::: Text shown :::

Although Pato is Argentina’s national sport, played by gauchos on the XIX century, soccer is the most captivating sport for the people of the country.

Although Pato is Argentina’s national sport, played by gauchos on the XIX century, soccer is the most captivating sport for the people of the country. Kids play it from an early age in neighborhood clubs and even out on the streets. Deeply rooted in popular culture, there is no citizen that doesn’t have his own favorite team.

As for auto racing, Turismo Carretera (Road Racing) and TC2000 have many fans that follow their favorite drivers through circuits all over the country. Basketball, tennis, volley ball, and rugby are next in popularity.

When talking about Argentina’s sports, there are five names which are impossible to avoid, five great men that have a special place in the heart of the Argentine people, a place they have won with talent, passion, devotion and charisma.

Diego Armando Maradona in soccer, Guillermo Vilas in tennis, Juan Manuel Fangio in car racing, Roberto DeVicenzo in golf, and Carlos Monzón in boxing, have all left their prints in the great history of sports with their accomplishments, and have put our country’s name on the tongue of the whole world.

SOCCER

Soccer is without a doubt the sport with the most fans among the Argentine people. Its popularity and gathering power arouses a kind of passion like no other sporting activity.

A great talent seedbed for soccer players, Argentina delivered the world’s greatest player of all times: Diego Armando Maradona. At his peak, he won the Mexico 86 World Cup, although the Argentine team had already achieved that goal for the first time in 1978.

Creator of one of the two schools of thought that rivaled for years, Carlos Salvador Bilardo coached the team that achieved the greatest glory in Mexico. His rival in the game’s philosophy, César Luis Menotti, had won the World Cup in 1978 and would coach Maradona in the Sub-20 World Cup triumph a year later.

The Argentine team is one of two countries on the continent that have won the America Cup the more times with 14 titles (Uruguay is the other). The last two were in 1991 and 1993, coached by Alfio Basile. In Athens 2004, coached by Marcelo Bielsa, the Olympic team won the gold medal for the first time in Argentine history.

Besides the ’79 juvenile title, the Sub-20 Team won the world championship five more times: in 1995, 1997, 2001, 2005, and 2007.

As for teams, Argentina is the country that has won the most LIbertadores de América Cups, the continent’s main tournament. Independiente has won 7 times (four of them in a row) and Boca Juniors 6 times, making them the biggest winner teams in almost 50 years of the traditional championship.

The players that astound fans in the country’s stadiums migrate to other leagues with greater financial power, where they dazzle the whole world: Lionel Messi, Sergio Agüero, Carlos Tevez, are the latest examples of pure talent at a young age that have seduced all soccer fans.

::: Supplied entries :::

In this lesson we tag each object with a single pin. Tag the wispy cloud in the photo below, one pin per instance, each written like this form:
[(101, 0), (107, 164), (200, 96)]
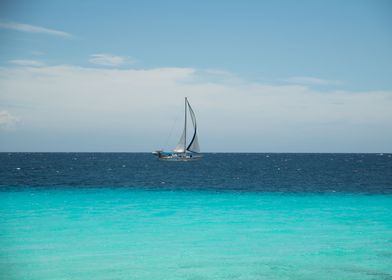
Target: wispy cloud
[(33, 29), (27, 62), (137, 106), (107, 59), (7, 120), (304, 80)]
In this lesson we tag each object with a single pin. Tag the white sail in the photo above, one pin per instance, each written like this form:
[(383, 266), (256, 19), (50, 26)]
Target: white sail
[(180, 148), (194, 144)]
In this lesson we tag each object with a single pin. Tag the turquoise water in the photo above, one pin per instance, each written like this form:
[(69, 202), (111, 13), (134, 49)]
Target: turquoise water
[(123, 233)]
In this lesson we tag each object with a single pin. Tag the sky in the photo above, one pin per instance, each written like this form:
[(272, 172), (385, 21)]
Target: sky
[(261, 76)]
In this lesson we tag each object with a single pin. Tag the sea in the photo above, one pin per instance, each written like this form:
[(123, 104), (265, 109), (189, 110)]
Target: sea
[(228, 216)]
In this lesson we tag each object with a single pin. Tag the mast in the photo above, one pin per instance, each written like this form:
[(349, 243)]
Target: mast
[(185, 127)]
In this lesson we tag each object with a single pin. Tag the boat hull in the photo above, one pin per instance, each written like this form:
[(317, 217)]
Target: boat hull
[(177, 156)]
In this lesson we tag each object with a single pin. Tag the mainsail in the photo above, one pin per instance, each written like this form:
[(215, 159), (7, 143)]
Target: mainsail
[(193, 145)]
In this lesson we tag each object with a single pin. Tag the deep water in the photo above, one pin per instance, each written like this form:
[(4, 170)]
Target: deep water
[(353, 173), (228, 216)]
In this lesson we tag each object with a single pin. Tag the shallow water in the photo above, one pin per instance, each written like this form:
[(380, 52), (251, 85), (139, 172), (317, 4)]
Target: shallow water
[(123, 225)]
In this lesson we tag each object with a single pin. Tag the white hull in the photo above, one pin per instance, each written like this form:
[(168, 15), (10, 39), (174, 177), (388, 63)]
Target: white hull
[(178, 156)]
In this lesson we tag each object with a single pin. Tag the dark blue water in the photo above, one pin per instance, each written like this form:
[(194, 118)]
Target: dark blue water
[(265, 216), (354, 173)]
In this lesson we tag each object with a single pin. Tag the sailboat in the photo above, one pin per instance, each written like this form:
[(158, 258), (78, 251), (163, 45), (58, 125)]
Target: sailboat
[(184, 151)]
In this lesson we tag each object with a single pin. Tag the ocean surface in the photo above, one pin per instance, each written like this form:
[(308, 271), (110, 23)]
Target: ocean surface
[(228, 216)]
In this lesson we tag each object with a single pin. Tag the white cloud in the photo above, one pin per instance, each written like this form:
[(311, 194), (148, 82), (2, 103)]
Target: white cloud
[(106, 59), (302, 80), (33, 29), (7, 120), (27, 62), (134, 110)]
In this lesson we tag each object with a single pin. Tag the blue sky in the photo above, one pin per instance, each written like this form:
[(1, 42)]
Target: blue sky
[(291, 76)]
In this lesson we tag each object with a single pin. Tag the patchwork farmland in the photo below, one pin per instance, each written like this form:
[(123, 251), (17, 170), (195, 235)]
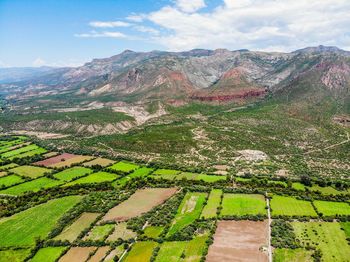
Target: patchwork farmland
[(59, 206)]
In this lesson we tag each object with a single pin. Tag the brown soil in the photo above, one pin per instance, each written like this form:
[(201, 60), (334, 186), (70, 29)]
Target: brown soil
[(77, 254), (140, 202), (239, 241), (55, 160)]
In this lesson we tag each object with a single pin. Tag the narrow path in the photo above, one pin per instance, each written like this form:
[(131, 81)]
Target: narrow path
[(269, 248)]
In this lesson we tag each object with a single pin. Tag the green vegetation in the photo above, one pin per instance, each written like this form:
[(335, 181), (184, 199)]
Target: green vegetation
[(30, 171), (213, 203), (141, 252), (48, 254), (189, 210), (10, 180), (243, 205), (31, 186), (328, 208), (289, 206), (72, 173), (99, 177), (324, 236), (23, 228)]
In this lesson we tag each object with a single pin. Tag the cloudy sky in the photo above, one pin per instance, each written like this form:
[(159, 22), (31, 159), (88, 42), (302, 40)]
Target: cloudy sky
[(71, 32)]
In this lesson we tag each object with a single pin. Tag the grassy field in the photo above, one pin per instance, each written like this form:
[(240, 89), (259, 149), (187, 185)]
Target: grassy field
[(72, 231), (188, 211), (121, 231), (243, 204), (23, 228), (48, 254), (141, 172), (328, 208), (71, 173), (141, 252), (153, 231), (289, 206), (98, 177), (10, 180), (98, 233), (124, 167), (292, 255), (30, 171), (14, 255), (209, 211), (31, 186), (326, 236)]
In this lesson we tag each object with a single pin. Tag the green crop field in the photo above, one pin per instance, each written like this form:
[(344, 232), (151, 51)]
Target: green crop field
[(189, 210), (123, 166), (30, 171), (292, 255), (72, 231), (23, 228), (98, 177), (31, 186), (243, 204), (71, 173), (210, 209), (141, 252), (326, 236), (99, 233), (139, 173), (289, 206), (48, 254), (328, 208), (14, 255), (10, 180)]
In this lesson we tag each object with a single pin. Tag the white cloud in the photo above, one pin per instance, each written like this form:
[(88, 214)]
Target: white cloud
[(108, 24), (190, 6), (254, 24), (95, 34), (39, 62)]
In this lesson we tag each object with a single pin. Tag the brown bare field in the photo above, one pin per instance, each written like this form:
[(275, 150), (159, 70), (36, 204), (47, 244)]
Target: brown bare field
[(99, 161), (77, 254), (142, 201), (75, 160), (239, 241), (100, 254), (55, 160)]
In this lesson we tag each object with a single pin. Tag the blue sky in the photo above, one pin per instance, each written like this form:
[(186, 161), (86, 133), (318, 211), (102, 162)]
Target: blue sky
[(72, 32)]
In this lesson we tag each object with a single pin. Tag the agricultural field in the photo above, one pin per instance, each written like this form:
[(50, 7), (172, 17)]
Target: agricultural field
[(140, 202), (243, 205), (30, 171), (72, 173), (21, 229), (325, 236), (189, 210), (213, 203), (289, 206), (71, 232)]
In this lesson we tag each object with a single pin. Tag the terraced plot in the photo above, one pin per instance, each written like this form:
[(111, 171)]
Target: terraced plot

:::

What you will do
1/ According to the text on sports in Argentina, how many times has Independiente won the Libertadores de América Cup?
2/ Revise the listing from its first line through the line containing "[(353, 173), (228, 216)]" by replacing "Target" with "Label" and changing nothing else. Give only those lines, without the pictures.

Answers per task
1/ Seven times, four of them in a row.

2/
In this lesson we tag each object with a single pin. Tag the wispy cloud in the photo below, one pin per instance, each written like this form:
[(101, 0), (107, 164), (200, 96)]
Label: wispy cloud
[(33, 29), (27, 62), (137, 106), (107, 59), (7, 120), (304, 80)]
In this lesson we tag each object with a single pin. Tag the white sail in the photo above, one pin per instance, each written like this form:
[(383, 266), (256, 19), (50, 26)]
Label: white sail
[(180, 148), (194, 144)]
In this lesson we tag each object with a single pin. Tag the turquoise water in the photo above, one pin per instance, each written like this form:
[(69, 202), (111, 13), (134, 49)]
Label: turquoise water
[(123, 233)]
In this lesson we tag each object with a single pin. Tag the sky in the photo above, one pin per instance, each written like this form:
[(272, 172), (385, 21)]
Label: sky
[(261, 76)]
In this lesson we tag each object with a single pin. Tag the sea in the photo above, one pin per instance, each written like this form:
[(123, 104), (265, 109), (189, 110)]
Label: sea
[(228, 216)]
In this lesson we tag each object with a single pin. Tag the mast in the photo above, one pin per instance, each written like this form:
[(349, 243)]
Label: mast
[(185, 127)]
In this lesson we tag each object with a single pin. Tag the boat hull in the photo above, one pin per instance, each written like this form:
[(317, 217)]
Label: boat hull
[(177, 156)]
In this lesson we tag each object with a single pin. Tag the mainsail in the photo above, one pin per instance, each written like this form:
[(215, 159), (7, 143)]
Label: mainsail
[(193, 145)]
In this lesson we tag each object with a single pin. Tag the deep water in the photo above, one pin per instance, each written like this form:
[(4, 170)]
Label: deep water
[(353, 173), (228, 216)]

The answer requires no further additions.